## Work request
Repeat only the lines below from the one containing "Output the pixel-accurate" through the one containing "positive clicks: (729, 86)", inclusive, exactly as written.

## Data extracts
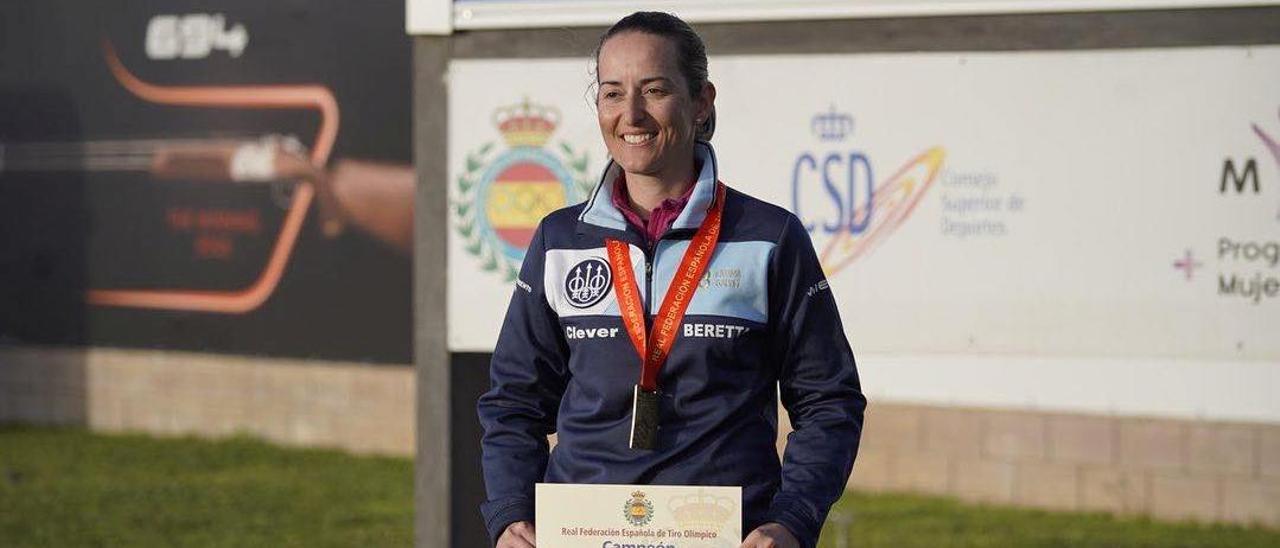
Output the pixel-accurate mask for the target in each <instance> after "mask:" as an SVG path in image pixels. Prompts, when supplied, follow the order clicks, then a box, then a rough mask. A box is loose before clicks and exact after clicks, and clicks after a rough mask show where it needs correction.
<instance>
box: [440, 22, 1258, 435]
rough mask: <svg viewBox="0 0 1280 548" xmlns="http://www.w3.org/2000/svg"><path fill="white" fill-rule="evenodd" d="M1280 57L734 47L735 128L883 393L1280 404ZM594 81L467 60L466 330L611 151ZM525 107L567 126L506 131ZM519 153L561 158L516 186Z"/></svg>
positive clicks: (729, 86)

---

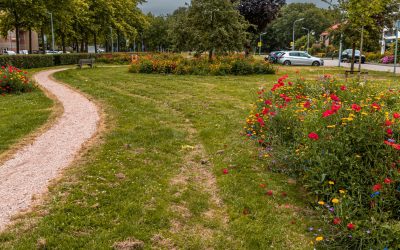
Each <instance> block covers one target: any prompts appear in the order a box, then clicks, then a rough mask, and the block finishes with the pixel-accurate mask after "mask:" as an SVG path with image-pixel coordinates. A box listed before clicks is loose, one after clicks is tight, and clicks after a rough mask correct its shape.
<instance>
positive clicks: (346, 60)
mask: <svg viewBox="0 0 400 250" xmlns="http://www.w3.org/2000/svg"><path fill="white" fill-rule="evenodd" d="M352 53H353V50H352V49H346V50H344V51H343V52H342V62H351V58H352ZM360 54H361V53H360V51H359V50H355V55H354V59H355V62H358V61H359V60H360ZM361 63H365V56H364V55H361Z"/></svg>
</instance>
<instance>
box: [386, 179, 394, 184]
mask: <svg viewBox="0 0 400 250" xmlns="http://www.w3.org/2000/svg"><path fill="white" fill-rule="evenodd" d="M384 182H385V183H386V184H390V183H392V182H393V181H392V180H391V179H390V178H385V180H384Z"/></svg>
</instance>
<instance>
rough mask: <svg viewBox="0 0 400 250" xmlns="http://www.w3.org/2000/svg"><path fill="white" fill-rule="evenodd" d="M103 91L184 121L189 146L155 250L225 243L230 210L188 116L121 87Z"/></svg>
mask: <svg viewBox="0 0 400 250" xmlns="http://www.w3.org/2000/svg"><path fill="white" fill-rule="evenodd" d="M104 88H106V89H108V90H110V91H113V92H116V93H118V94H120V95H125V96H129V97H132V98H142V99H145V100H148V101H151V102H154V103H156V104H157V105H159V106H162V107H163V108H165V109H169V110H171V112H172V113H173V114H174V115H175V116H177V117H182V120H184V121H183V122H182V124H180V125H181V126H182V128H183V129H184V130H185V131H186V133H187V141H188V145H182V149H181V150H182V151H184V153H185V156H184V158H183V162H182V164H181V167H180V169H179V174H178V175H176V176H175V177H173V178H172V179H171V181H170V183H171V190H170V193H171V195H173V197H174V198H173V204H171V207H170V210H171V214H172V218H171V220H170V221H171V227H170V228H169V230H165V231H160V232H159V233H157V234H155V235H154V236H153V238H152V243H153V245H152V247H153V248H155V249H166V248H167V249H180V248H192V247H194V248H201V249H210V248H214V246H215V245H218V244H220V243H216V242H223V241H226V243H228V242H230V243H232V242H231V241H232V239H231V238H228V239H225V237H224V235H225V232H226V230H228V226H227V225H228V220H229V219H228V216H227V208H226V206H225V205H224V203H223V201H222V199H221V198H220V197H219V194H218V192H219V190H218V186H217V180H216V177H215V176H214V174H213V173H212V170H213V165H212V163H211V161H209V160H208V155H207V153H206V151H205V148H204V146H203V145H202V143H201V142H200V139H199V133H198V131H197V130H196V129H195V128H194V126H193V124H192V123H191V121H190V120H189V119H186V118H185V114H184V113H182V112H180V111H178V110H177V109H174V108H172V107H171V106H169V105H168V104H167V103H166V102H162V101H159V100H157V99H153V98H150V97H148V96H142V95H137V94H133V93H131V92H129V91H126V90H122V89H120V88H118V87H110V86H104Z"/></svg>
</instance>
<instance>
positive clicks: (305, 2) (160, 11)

## Output for this exercise
Output the pixel-accurate mask for the target in each <instance> after "mask:" as an SVG path in image pixels. Prompts, when supplied, follow the order clicks, then a box, then a rough mask. A box is loose before clicks and exact after clicks, and clicks after a rough mask show where it needs correction.
<instance>
box: [440, 22, 1258, 435]
rough mask: <svg viewBox="0 0 1280 548" xmlns="http://www.w3.org/2000/svg"><path fill="white" fill-rule="evenodd" d="M1280 57L734 47L735 128L883 393L1280 404ZM594 81L467 60L466 330L611 151ZM525 107L567 126L506 131ZM519 153L561 158L516 186Z"/></svg>
positive clicks: (729, 86)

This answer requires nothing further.